→ Extracted text:
::::
Stats: Tourism Grows 4% in 2021 But Remains Below Pre-Pandemic Levels

According to United Nations World Tourism Organization (UNWTO), global tourism witnessed a 4 percent increase in 2021, compared to 2020 (415 million versus 400 million); however, international tourist arrivals (overnight visitors) were still 72 percent below the pre-pandemic year of 2019. This follows 2020—the worst year on record for tourism—when international arrivals plunged by 73 percent.

This year’s first issue of the “UNWTO World Tourism Barometer” suggests that rising rates of vaccination, coupled with easing of travel bans due to increased cross-border coordination and protocols, have all helped release pent-up demand. International tourism rebounded moderately during the second half of 2021, with international arrivals down 62 percent in both the third and fourth quarters compared to pre-pandemic levels. According to limited data, international arrivals in December were 65 percent below 2019 levels. The full impact of the Omicron variant and surge in COVID-19 cases is yet to be seen.
::::
Stored data entries
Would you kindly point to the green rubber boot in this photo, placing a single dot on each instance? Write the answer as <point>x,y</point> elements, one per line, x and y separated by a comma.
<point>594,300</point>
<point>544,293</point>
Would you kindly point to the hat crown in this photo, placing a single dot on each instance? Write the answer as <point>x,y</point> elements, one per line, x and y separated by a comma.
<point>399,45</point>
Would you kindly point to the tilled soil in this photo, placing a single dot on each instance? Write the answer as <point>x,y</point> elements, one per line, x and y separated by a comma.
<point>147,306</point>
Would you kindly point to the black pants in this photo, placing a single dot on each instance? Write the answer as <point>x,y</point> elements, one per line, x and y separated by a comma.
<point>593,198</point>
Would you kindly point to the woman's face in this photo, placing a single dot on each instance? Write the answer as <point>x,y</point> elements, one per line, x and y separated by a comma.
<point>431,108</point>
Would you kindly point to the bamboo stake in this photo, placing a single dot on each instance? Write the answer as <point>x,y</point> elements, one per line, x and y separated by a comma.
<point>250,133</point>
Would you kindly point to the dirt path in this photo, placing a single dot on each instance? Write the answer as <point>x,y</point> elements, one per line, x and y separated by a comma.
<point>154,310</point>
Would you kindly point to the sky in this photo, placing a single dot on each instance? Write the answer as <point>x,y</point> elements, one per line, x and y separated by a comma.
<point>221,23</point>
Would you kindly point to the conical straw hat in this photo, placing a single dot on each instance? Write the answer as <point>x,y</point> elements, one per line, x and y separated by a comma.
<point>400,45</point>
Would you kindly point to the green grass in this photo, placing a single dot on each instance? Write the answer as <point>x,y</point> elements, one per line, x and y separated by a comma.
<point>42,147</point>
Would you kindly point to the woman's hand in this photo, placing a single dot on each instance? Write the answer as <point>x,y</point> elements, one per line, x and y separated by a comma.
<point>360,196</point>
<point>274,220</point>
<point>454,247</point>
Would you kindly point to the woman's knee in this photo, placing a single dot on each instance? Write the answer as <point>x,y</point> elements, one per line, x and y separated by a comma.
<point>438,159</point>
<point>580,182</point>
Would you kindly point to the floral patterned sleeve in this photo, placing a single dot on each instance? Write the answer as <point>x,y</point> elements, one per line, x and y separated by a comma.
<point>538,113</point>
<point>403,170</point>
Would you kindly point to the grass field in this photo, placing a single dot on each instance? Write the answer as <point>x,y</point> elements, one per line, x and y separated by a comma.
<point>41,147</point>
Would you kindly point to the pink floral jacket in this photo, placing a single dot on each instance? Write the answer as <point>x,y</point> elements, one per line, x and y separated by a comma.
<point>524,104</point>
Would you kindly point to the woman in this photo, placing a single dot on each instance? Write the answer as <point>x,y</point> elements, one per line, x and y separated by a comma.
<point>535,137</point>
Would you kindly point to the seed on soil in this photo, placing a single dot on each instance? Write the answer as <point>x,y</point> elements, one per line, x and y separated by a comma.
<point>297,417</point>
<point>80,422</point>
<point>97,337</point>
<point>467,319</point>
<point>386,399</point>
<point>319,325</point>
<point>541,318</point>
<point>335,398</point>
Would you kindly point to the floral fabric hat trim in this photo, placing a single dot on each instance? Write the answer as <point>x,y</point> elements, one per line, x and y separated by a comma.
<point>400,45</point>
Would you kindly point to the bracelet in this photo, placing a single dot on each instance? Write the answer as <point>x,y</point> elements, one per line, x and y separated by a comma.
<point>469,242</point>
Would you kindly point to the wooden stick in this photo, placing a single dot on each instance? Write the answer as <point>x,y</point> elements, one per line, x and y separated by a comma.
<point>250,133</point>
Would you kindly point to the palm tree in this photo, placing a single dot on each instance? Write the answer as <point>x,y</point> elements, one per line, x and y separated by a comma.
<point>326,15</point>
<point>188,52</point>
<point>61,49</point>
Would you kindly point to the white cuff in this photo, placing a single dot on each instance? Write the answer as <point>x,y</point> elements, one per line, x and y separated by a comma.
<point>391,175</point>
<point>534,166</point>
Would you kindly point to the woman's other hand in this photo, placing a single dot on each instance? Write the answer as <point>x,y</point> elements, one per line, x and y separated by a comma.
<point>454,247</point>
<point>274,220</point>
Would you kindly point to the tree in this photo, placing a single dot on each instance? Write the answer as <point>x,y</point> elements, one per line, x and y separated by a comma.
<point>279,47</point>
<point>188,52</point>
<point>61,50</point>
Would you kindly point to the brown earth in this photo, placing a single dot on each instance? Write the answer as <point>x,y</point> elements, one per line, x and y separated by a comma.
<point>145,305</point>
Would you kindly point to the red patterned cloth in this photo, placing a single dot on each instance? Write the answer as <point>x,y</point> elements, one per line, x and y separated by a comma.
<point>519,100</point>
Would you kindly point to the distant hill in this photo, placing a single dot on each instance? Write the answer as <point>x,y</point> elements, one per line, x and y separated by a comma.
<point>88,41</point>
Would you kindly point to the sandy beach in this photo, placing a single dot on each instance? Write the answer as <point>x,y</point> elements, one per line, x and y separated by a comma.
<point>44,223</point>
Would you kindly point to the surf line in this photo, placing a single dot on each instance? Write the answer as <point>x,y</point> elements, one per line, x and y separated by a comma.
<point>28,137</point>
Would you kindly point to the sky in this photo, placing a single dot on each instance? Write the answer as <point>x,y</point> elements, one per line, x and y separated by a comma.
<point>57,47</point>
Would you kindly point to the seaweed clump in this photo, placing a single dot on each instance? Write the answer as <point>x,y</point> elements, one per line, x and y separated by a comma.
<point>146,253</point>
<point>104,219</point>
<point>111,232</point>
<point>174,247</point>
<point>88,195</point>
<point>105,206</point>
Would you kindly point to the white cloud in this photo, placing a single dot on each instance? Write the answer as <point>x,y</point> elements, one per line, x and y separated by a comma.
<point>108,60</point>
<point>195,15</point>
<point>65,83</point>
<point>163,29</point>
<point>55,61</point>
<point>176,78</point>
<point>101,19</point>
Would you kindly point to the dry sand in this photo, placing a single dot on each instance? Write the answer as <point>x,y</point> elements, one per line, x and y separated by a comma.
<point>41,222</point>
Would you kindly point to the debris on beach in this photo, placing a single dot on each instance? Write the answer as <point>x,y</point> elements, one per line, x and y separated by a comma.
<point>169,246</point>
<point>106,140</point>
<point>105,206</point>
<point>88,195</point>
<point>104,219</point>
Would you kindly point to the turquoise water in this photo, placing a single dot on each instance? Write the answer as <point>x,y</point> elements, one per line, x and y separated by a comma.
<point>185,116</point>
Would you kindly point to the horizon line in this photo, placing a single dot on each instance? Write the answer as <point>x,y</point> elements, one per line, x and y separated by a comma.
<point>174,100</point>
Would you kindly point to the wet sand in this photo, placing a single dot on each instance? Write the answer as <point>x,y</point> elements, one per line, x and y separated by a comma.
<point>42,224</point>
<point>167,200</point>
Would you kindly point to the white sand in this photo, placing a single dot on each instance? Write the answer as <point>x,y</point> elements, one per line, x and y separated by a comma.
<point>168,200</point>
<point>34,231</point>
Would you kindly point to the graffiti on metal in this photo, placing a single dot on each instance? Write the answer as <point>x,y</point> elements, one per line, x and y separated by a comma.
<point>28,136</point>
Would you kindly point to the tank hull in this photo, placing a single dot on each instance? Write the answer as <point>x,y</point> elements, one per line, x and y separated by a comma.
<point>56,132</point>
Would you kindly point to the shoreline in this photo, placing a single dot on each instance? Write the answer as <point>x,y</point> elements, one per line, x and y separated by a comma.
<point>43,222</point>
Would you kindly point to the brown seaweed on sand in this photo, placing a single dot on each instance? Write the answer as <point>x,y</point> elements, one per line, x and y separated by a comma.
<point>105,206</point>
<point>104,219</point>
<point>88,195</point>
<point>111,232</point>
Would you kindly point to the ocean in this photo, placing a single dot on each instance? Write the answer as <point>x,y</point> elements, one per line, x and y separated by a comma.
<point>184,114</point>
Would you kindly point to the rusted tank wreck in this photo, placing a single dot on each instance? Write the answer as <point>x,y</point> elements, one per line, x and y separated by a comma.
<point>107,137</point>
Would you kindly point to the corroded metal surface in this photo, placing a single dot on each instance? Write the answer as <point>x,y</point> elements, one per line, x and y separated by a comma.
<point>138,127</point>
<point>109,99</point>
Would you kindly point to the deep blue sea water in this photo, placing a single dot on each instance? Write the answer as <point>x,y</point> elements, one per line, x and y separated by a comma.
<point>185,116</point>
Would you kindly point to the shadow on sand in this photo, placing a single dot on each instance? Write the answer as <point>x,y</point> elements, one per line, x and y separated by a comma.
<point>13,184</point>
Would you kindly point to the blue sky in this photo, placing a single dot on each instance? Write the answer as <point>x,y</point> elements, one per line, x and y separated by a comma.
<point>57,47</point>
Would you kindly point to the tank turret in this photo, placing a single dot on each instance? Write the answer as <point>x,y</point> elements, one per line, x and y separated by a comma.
::::
→ Required actions:
1. List every percentage figure given in the tourism statistics text.
2. Reproduce the portion of the tourism statistics text starting with "According to United" and going on through "by 73 percent.", without any change.

→ Responses in order:
1. 4 percent, 72 percent, 73 percent, 62 percent, 65 percent

2.
According to United Nations World Tourism Organization (UNWTO), global tourism witnessed a 4 percent increase in 2021, compared to 2020 (415 million versus 400 million); however, international tourist arrivals (overnight visitors) were still 72 percent below the pre-pandemic year of 2019. This follows 2020—the worst year on record for tourism—when international arrivals plunged by 73 percent.